**WRITTEN INSTRUCTION**
Copy the items below word for word, beginning with the line that contains "outline dark wood floor" and continuing through the last line of the items.

# # # # # # #

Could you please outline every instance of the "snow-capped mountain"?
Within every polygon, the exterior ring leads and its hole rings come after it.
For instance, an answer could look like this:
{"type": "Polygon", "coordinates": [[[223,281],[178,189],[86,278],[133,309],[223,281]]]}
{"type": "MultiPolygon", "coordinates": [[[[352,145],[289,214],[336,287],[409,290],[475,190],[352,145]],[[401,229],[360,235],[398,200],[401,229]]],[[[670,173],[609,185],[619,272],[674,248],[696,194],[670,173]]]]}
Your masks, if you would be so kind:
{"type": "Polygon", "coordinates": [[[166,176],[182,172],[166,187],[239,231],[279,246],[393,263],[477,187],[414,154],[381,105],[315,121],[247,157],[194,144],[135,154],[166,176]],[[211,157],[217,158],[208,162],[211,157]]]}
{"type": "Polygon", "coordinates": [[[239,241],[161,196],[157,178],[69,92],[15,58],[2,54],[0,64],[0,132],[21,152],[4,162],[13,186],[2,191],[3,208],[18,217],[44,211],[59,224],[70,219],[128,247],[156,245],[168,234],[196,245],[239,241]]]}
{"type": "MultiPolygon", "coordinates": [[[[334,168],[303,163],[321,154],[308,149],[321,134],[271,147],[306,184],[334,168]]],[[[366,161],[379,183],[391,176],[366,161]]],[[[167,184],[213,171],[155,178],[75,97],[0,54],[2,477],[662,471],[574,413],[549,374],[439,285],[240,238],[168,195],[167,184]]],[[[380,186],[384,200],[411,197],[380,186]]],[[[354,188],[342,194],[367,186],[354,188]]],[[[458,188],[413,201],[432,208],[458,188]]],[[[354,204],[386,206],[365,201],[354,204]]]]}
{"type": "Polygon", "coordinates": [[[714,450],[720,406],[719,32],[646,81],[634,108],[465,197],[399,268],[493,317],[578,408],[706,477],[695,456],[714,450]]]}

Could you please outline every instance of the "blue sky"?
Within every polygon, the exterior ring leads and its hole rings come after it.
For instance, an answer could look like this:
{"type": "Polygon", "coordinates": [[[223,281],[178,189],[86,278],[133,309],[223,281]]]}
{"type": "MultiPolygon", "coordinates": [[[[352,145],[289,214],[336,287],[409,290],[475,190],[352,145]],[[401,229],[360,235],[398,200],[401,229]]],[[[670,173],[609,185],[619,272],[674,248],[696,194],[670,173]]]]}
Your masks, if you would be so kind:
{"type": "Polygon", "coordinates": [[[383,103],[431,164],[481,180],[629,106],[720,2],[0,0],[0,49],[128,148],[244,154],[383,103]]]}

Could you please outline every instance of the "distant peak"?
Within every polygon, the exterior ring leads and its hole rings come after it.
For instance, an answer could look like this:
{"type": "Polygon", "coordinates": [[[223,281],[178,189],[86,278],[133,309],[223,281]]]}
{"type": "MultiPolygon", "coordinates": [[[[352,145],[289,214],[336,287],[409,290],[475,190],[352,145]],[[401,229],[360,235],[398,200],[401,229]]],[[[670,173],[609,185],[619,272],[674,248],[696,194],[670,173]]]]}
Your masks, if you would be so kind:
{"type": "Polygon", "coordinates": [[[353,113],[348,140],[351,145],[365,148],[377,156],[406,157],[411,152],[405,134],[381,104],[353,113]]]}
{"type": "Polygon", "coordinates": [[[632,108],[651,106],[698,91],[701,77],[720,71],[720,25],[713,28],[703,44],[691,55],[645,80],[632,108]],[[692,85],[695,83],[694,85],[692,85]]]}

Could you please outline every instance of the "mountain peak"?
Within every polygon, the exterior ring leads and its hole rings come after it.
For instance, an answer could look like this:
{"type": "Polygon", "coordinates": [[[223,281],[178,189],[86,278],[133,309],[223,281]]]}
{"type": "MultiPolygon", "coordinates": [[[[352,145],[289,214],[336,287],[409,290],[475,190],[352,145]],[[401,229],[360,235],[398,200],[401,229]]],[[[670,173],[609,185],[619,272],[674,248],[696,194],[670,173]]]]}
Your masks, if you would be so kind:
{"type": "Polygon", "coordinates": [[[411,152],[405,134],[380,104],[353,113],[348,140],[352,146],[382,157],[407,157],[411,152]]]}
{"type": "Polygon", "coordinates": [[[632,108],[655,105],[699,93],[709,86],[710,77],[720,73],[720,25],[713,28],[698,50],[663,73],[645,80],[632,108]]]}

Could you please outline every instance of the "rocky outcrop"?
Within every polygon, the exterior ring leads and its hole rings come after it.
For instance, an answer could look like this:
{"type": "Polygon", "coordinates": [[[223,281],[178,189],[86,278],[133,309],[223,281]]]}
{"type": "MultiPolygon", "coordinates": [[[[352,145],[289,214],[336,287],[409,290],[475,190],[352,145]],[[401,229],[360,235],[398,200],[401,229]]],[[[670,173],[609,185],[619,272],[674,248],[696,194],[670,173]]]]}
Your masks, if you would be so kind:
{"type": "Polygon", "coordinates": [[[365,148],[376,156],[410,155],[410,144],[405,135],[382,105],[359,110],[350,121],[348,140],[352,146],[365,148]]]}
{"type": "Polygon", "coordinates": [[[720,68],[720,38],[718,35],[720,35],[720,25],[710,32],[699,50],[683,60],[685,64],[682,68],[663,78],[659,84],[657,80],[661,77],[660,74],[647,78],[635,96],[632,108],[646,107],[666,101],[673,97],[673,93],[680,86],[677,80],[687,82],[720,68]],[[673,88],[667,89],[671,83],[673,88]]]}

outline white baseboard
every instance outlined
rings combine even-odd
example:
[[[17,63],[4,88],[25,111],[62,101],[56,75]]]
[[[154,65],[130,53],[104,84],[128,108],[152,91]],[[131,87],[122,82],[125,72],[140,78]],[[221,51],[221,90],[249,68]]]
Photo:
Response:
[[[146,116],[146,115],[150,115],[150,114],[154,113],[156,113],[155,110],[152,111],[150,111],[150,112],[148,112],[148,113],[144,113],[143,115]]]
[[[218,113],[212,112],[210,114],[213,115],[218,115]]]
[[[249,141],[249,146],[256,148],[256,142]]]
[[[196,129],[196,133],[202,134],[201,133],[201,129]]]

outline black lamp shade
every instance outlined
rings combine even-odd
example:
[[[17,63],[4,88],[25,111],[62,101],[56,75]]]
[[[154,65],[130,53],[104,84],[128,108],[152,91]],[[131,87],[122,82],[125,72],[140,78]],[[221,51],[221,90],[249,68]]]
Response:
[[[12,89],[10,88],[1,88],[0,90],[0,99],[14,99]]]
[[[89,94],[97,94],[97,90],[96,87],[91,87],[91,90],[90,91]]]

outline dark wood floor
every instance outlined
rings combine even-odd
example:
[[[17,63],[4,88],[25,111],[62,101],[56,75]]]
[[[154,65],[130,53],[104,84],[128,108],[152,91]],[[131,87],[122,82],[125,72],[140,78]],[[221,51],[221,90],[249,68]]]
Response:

# # # # # # #

**EXPECTED OUTPUT**
outline dark wood floor
every instance outlined
rings combine even-odd
example:
[[[17,63],[4,88],[25,111],[62,101],[56,75]]]
[[[154,65],[130,53],[104,84],[128,108],[152,91]],[[131,87],[122,82],[125,72],[140,78]],[[221,51],[221,90],[249,68]]]
Response:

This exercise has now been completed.